_Task to carry out_.
In the following material, identify every line holding the string "metal" and return it.

*** Block opens ***

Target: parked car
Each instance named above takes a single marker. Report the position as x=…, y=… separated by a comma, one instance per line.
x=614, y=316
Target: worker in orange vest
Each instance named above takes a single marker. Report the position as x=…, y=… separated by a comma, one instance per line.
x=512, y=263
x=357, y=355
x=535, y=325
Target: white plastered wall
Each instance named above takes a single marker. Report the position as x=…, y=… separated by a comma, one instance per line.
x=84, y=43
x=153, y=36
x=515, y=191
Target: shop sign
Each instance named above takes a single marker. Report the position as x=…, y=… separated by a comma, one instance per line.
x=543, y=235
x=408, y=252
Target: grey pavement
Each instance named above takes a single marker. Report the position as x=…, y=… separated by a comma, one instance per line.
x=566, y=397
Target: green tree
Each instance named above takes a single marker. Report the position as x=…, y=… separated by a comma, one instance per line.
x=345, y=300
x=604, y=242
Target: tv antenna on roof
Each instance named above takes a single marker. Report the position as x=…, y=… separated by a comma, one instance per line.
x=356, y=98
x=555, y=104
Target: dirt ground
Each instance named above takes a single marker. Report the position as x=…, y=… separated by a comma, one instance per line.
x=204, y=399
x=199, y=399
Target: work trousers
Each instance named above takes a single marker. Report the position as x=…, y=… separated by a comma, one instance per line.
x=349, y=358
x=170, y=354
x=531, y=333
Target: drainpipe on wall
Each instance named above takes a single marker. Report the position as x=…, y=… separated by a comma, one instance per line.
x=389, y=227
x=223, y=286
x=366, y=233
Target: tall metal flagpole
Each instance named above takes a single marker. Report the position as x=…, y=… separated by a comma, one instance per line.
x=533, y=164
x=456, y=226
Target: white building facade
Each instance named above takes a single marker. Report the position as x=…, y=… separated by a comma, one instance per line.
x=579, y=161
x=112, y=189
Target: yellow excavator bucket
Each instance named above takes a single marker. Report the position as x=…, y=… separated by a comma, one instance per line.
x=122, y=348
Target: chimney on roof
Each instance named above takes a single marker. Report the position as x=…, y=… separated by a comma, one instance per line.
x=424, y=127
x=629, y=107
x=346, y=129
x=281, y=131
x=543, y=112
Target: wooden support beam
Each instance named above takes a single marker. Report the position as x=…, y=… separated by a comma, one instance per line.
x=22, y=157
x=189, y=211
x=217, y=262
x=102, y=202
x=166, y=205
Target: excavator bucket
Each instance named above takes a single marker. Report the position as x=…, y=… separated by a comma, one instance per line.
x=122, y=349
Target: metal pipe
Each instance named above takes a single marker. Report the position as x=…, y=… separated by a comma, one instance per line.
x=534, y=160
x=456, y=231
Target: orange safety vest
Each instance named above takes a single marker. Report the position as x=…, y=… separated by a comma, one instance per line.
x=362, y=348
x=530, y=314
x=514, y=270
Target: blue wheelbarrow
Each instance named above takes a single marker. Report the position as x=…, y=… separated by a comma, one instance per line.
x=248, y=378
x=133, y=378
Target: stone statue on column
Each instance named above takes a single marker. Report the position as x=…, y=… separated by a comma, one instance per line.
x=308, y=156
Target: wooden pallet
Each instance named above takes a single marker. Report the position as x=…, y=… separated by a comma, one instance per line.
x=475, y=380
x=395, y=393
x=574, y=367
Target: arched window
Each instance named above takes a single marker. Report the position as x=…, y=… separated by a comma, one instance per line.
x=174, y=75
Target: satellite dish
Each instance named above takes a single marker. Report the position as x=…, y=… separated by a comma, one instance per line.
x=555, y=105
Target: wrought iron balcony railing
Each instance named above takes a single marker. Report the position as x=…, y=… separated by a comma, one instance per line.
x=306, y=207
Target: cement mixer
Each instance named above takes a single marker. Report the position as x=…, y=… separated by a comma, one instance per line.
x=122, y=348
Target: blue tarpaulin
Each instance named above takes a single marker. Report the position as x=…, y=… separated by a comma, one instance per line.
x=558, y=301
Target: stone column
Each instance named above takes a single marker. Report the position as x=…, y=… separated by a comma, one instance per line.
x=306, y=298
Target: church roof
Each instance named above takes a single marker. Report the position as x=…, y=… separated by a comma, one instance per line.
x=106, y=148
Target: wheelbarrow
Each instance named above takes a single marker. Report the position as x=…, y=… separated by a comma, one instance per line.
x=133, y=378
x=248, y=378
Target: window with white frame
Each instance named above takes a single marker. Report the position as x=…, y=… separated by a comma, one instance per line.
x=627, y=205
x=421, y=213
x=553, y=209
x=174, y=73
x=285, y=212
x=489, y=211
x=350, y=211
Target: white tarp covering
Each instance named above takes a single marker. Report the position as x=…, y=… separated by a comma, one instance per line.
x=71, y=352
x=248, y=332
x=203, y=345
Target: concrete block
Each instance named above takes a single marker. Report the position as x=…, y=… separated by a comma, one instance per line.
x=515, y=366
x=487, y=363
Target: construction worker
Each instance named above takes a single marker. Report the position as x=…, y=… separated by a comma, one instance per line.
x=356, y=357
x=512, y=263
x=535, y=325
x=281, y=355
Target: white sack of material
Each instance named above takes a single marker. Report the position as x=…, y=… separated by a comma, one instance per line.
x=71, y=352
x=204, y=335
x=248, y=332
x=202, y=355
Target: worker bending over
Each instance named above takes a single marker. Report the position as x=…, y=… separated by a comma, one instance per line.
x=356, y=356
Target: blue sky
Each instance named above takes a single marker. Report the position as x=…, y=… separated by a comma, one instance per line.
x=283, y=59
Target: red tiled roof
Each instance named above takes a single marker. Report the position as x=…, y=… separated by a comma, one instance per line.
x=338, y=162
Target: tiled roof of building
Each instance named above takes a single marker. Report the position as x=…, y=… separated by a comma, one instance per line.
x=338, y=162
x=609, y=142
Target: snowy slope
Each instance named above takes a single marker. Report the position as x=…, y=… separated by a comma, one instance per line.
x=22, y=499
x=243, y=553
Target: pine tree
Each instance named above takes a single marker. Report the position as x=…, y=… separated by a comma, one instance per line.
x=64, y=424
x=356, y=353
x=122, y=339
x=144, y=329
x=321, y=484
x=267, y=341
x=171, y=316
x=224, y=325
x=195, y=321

*** Block closes ***

_Written solution_.
Target: tall metal flagpole
Target: metal pipe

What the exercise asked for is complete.